*Material supplied*:
[BEGIN]

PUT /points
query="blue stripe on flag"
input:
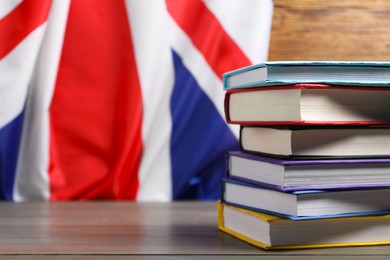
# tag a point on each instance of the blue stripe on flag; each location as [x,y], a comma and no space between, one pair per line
[200,139]
[10,136]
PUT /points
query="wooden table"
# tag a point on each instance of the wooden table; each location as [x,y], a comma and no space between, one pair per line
[178,230]
[330,30]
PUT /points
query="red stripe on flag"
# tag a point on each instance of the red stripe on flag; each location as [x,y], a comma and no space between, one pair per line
[20,22]
[207,34]
[96,111]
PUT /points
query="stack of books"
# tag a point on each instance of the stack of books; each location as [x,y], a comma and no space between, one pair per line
[314,165]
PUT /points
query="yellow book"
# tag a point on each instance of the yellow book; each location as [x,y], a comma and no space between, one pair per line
[271,232]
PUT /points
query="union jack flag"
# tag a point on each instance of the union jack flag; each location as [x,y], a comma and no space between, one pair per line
[120,99]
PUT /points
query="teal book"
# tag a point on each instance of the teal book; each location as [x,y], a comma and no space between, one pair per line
[292,72]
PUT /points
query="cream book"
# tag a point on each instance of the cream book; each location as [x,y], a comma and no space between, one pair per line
[271,232]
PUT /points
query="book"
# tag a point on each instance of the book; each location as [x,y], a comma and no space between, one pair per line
[272,232]
[310,104]
[317,141]
[306,204]
[303,174]
[292,72]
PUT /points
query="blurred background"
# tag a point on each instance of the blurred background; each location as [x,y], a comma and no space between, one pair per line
[123,100]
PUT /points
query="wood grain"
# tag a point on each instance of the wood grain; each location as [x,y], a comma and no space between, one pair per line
[330,30]
[97,230]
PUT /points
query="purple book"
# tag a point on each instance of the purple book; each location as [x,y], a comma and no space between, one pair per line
[309,174]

[END]

Write every entry out again exactly, dropping the pictures.

PUT /points
query="blue stripe on flag"
input:
# tag a point on each instance of the blue stripe on flag; each location as [x,y], a comma and no space between, one pair per line
[200,139]
[10,136]
PUT /points
query="wooden table"
# tag a point on each instance of the wooden table; each location as [x,y], a comma and no space between, one pair per line
[178,230]
[330,30]
PUT /points
query="red stripe on flag"
# tag a point on each instance of the red stripe on flag; each location as [x,y], a comma and no space between, one pair per line
[20,22]
[207,34]
[96,111]
PUT /points
query="stack of books"
# tag a point on each instance of the stack of books; each location as [x,y], a comma and no space between, one pair per line
[314,165]
PUT /points
query="yellow book"
# tag a point on each instance of the yellow book; each location as [x,y], a comma and no space between, one pair per line
[271,232]
PUT /points
query="union jack flag"
# tag a point on each instance of the union jack flag; each location as [x,y], a comma and no space between, one pair per line
[120,99]
PUT /points
query="teal book"
# tag a point on each instance of the teal book; each location as [x,y], a comma and no space between, one pair per line
[292,72]
PUT /points
query="cream book"
# tag a point on each instance of the cream book; each location as [x,y], a comma and no space between, one pair per line
[271,232]
PUT /points
query="book"
# tag a point on each instance of the book; each location as [x,y], a comma and no space between, one pair per line
[272,232]
[310,104]
[317,141]
[306,204]
[303,174]
[292,72]
PUT /points
query="blurred background"
# tag a point on each instance of the blurred background; each location as [x,y], a comma and no space between, one pair per line
[123,100]
PUT /points
query="wood grain"
# tag a point on each instance of the wood grain; each location as [x,y], a comma and no space between, one pair per line
[330,30]
[97,230]
PUT /points
query="purple book"
# tag a point on each instance of the purple book; each location as [x,y], a comma and no space between, one pair per line
[309,174]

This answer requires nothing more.